## Directions for this task
Update the items starting with the line containing "Q: Point to the concrete" and going on through the line containing "x=398, y=221" by replacing "walkway" with "sidewalk". Reproduce only those lines, with everything else unchanged.

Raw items
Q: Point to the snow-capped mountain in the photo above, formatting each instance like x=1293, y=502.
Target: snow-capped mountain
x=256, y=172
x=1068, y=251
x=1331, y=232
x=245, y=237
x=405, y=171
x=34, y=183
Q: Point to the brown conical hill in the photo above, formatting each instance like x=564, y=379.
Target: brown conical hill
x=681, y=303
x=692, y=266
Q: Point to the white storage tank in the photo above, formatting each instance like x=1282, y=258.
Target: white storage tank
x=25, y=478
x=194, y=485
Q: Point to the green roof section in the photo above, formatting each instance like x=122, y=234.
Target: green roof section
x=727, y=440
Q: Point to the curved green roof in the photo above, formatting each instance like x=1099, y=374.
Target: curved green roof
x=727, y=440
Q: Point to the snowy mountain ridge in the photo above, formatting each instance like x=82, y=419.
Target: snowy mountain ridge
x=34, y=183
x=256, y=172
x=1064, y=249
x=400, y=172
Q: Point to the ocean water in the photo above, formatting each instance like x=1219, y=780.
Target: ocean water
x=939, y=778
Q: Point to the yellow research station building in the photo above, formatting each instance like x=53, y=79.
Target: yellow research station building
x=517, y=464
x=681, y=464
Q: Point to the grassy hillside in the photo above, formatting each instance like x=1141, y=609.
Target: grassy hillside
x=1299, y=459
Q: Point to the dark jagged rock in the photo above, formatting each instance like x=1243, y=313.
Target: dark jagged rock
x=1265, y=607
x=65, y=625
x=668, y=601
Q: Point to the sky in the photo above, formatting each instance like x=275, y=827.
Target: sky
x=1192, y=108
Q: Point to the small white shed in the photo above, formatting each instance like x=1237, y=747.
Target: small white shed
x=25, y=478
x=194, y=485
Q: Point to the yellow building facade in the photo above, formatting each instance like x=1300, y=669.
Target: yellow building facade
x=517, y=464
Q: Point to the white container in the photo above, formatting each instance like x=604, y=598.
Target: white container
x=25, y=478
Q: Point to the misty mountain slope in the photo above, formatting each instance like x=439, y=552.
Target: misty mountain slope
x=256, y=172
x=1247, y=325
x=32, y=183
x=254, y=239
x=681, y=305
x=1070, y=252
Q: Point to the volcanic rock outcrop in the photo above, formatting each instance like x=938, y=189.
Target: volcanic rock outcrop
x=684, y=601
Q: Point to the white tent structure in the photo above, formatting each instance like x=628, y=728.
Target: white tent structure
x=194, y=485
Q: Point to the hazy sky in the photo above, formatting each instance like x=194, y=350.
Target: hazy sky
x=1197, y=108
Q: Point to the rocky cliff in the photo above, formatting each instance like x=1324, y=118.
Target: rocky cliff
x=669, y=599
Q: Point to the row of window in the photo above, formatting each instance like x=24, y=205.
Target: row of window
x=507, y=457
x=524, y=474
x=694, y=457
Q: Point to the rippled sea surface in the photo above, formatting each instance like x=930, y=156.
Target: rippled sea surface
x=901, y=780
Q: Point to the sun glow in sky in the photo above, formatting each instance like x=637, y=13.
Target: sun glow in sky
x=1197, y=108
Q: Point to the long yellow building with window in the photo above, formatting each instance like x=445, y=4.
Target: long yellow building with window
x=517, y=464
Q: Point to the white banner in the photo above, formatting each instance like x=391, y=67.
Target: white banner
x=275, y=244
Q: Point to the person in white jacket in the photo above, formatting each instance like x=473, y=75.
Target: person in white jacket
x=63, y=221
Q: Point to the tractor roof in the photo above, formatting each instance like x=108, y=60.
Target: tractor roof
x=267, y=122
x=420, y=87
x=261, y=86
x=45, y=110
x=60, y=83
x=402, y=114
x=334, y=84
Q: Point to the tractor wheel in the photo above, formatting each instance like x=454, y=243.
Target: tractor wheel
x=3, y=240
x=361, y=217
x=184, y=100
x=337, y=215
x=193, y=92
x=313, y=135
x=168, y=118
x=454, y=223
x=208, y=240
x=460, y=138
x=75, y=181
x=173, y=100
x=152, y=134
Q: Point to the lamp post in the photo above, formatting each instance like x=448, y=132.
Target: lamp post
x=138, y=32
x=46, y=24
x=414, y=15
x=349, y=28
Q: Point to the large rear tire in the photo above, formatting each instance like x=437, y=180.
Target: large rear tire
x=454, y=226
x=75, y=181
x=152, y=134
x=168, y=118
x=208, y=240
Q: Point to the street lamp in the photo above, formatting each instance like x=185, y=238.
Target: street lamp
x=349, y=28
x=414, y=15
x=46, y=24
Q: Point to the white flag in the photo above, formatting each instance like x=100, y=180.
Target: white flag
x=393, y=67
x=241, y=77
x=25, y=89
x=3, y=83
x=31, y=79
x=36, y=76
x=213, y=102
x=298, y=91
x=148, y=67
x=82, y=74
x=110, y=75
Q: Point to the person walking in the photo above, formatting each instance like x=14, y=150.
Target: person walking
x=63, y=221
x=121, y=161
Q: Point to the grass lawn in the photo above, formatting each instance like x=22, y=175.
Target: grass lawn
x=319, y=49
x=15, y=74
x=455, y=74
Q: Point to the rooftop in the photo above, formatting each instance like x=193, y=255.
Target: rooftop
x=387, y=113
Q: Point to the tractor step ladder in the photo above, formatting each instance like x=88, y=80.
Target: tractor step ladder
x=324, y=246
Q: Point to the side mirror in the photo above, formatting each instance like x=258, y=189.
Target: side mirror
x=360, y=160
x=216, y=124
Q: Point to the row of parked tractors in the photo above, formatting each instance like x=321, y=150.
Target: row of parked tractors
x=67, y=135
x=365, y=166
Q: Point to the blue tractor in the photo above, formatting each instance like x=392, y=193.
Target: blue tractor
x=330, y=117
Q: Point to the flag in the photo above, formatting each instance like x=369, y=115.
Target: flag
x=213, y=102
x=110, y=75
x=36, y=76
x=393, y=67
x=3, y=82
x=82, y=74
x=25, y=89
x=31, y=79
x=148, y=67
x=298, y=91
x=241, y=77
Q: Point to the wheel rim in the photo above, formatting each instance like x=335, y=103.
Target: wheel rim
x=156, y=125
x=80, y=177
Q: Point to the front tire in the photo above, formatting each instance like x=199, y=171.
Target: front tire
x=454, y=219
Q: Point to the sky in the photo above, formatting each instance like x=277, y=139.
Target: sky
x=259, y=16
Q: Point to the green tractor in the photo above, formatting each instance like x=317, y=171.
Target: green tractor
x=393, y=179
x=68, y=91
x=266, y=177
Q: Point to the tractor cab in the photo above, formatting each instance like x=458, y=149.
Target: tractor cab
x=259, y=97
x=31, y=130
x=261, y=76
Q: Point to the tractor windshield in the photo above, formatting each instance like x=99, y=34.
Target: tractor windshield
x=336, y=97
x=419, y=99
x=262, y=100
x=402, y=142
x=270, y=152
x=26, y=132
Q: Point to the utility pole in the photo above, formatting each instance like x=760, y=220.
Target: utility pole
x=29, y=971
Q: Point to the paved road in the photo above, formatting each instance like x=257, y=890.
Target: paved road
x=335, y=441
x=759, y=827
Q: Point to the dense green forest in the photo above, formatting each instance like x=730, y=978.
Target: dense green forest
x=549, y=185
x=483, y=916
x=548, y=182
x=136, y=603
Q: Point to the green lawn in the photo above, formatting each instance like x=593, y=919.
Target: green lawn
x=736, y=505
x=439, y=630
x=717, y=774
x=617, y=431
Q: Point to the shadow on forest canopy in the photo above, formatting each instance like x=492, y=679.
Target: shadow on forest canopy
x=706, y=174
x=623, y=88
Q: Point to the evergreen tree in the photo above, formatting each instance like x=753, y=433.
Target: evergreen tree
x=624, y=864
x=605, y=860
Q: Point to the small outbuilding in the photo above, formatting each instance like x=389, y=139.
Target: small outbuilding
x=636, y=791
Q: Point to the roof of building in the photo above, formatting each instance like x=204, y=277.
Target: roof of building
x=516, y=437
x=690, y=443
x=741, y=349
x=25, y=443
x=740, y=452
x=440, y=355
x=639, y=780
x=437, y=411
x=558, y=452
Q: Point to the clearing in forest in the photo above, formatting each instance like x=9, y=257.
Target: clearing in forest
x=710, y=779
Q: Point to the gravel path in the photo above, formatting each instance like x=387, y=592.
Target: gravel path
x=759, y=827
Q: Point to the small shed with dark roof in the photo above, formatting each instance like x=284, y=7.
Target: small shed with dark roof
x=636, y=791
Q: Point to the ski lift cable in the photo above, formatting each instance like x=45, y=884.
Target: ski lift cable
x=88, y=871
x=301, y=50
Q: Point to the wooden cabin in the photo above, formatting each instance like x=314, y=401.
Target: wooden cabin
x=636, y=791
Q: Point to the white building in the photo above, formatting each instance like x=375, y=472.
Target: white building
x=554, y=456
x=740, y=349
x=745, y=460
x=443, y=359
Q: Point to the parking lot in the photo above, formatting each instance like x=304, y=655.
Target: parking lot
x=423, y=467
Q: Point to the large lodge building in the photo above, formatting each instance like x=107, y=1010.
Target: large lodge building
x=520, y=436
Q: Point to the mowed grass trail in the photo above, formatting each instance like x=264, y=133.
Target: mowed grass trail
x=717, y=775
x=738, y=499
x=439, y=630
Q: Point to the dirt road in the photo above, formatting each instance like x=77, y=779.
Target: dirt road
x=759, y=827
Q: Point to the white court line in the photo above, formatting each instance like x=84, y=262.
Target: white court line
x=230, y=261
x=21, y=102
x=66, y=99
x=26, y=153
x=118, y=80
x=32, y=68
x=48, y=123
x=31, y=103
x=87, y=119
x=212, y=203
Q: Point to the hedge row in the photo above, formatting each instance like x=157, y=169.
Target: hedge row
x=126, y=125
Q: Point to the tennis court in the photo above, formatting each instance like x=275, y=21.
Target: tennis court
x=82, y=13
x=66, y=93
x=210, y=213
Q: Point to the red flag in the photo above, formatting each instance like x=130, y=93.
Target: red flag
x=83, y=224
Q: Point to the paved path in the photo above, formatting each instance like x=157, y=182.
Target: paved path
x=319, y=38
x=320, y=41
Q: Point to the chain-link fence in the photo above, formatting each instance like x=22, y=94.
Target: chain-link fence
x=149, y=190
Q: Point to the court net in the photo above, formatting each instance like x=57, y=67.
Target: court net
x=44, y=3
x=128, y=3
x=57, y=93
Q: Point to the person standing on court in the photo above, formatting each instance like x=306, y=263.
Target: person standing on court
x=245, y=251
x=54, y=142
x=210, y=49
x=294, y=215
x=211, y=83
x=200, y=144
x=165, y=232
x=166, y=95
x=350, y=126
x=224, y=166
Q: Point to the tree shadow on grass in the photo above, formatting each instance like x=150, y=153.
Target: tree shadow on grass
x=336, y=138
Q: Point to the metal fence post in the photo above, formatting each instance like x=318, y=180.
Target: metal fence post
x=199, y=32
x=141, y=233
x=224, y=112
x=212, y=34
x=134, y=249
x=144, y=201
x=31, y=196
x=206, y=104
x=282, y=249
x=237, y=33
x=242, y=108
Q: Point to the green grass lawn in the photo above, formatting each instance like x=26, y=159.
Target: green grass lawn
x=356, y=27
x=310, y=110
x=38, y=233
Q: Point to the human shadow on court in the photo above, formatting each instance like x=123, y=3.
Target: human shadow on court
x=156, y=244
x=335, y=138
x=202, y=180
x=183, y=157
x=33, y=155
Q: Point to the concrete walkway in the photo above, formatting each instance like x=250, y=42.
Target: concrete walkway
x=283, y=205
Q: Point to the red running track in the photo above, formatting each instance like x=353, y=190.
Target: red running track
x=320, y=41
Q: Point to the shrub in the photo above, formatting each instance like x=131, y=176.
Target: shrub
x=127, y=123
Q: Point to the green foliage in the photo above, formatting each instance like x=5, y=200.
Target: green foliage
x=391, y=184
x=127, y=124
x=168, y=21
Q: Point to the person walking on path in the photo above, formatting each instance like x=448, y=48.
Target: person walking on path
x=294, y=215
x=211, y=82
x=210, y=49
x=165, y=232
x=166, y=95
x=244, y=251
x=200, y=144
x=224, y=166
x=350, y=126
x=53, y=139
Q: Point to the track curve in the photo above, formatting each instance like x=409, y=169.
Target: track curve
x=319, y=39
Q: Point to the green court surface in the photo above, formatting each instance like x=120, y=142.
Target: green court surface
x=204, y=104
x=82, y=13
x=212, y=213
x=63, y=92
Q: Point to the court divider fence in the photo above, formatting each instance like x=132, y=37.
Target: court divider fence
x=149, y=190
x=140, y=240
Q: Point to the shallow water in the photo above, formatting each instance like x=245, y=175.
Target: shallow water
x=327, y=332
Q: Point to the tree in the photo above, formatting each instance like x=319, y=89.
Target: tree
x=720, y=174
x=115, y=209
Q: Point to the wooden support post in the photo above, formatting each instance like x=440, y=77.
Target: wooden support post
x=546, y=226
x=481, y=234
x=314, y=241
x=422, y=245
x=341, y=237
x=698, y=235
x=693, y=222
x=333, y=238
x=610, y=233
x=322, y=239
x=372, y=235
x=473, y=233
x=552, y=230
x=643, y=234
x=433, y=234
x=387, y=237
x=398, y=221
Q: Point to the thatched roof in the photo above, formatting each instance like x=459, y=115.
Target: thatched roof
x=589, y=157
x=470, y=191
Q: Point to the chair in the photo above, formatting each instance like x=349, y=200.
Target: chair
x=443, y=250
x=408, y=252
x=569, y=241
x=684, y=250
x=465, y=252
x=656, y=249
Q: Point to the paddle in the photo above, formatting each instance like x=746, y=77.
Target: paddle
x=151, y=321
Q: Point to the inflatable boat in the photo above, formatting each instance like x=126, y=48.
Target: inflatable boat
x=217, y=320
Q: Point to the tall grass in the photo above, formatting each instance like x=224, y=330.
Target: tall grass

## Task response
Q: Point to the concrete sidewalk in the photo above, formatting each instance like x=250, y=42.
Target: concrete sidewalk
x=283, y=205
Q: Point to the red running track in the photo above, formatting each instance like x=353, y=190.
Target: red running track
x=320, y=41
Q: Point to the shrub in the photo above, formatting each instance like x=131, y=176.
Target: shrub
x=127, y=123
Q: Point to the green foliage in the photo above, formatting each instance like x=5, y=200.
Target: green foliage
x=391, y=184
x=127, y=124
x=168, y=21
Q: Point to the person walking on path in the photo above, formatting each instance like x=448, y=48.
Target: person walking on path
x=294, y=215
x=211, y=82
x=210, y=49
x=165, y=232
x=166, y=95
x=244, y=251
x=200, y=144
x=224, y=166
x=350, y=126
x=53, y=139
Q: Point to the track curve in the photo above, formatting each instance like x=409, y=169.
Target: track curve
x=319, y=39
Q: Point to the green court surface in the photo above, formatting each instance like x=120, y=142.
Target: green court surface
x=204, y=104
x=82, y=13
x=212, y=213
x=63, y=92
Q: Point to the court divider fence in the photo above, formatting each instance like x=132, y=37.
Target: court divider fence
x=149, y=190
x=140, y=240
Q: Point to the shallow water in the photo above, formatting each instance like x=245, y=175.
Target: shallow water
x=327, y=332
Q: Point to the tree in the photo above, formatting each instance like x=319, y=89.
Target: tree
x=720, y=174
x=115, y=209
Q: Point to the wooden support post in the photo above, formatting each instance like x=440, y=77.
Target: wooden support post
x=546, y=226
x=481, y=234
x=314, y=241
x=422, y=245
x=341, y=237
x=698, y=235
x=693, y=222
x=333, y=238
x=610, y=233
x=322, y=239
x=372, y=235
x=473, y=233
x=552, y=230
x=643, y=234
x=433, y=234
x=387, y=237
x=398, y=221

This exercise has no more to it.